[[ Data to use, beginning ]]

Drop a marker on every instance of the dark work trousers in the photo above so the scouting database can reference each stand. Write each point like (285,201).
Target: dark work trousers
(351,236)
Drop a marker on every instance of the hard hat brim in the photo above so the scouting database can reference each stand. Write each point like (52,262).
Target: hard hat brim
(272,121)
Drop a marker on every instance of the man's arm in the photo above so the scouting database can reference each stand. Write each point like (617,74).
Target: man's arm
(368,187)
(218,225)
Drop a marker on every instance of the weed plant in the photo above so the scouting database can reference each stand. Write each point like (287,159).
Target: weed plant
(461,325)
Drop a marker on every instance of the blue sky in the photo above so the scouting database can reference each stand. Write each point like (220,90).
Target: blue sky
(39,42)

[[ Data to use, end ]]
[[ Data to use, beginning ]]

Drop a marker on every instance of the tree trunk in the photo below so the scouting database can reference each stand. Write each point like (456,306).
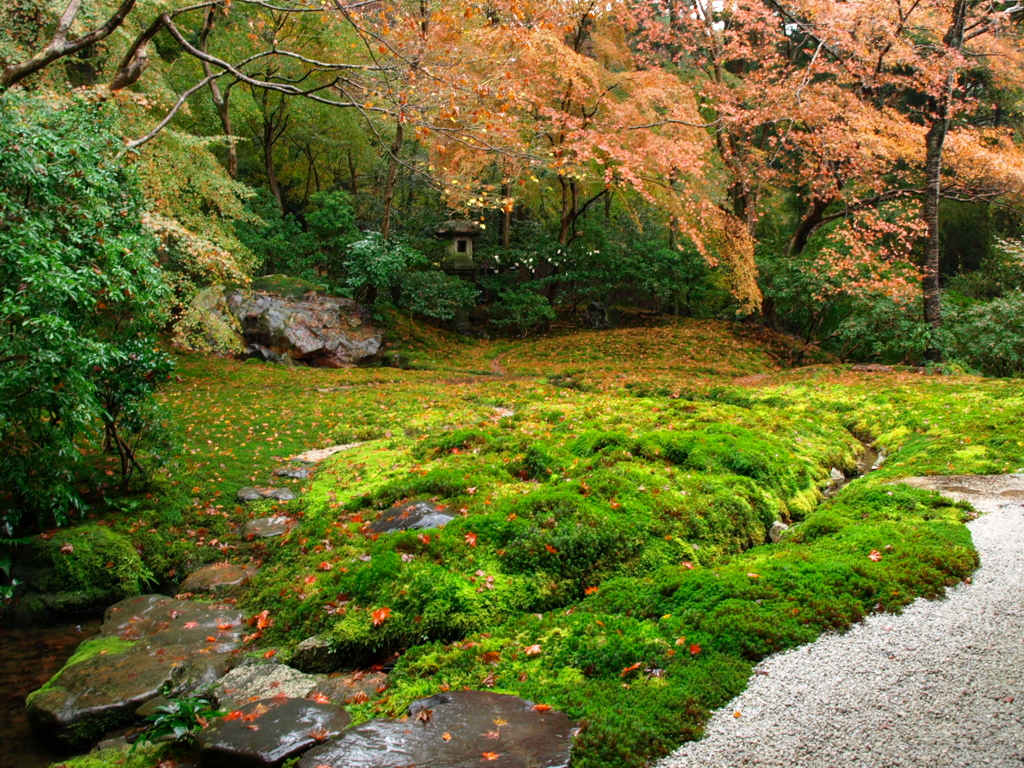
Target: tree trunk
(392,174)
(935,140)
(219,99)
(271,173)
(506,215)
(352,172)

[[ Data to use, end ]]
[[ Data to use, beginning ]]

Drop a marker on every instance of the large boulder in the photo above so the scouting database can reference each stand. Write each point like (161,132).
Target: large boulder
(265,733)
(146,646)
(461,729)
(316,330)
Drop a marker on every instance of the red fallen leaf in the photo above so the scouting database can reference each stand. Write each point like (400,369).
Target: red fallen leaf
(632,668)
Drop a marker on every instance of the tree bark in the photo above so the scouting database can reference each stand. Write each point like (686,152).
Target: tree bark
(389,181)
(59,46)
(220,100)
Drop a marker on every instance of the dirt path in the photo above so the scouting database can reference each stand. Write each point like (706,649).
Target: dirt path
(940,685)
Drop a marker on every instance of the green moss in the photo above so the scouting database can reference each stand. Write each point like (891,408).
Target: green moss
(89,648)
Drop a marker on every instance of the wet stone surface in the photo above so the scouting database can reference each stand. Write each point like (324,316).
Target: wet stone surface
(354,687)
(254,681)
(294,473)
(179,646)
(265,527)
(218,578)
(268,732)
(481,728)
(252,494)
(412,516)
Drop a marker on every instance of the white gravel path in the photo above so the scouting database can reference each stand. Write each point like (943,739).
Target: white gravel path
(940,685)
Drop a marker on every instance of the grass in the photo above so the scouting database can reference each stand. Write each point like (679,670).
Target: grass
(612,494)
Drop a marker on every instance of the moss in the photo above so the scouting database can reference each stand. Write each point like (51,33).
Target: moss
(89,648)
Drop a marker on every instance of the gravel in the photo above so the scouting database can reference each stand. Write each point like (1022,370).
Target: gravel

[[ Data to use, end ]]

_Aim of the task_: Restate word for word the lines of the data above, starting at the line containing "Target: tree bark" and ending at the line containing "Target: gravel", both included, and nothing more.

_Result_:
Target: tree bark
(389,181)
(59,46)
(220,100)
Drop a marker on every instance of the dirt path in the photo above so the scouting database can reference each stand. Write each point like (706,649).
Target: dirt path
(940,685)
Drop a marker on every instance of the green moss in the photo above so the scouting database can reference each stand. Write each point like (891,408).
Target: green moss
(89,648)
Drop a marker on every instance of the wet stone surface in the photo above so the scouting database can reference each stand. Write each point like (324,316).
Target: wet stone surface
(354,687)
(254,681)
(294,473)
(179,646)
(265,527)
(218,578)
(268,732)
(481,728)
(252,494)
(412,516)
Drop a marker on every instance of the white gravel path in the photo above so the scouting database can reference each stand. Write each point like (943,739).
Target: white gravel path
(940,685)
Drop a marker on every instance of the grass in the photo above so the scouting database can reference each stand. Write each point like (679,670).
Target: grass
(612,494)
Drop a marker on every instance of the moss in the photo above so the scouting database can reference each stand. Write each point like (51,33).
Target: moss
(89,648)
Drop a marker on every instance of the gravel in the photo above so the scouting database can reference each stand. Write each point like (1022,370).
Target: gravel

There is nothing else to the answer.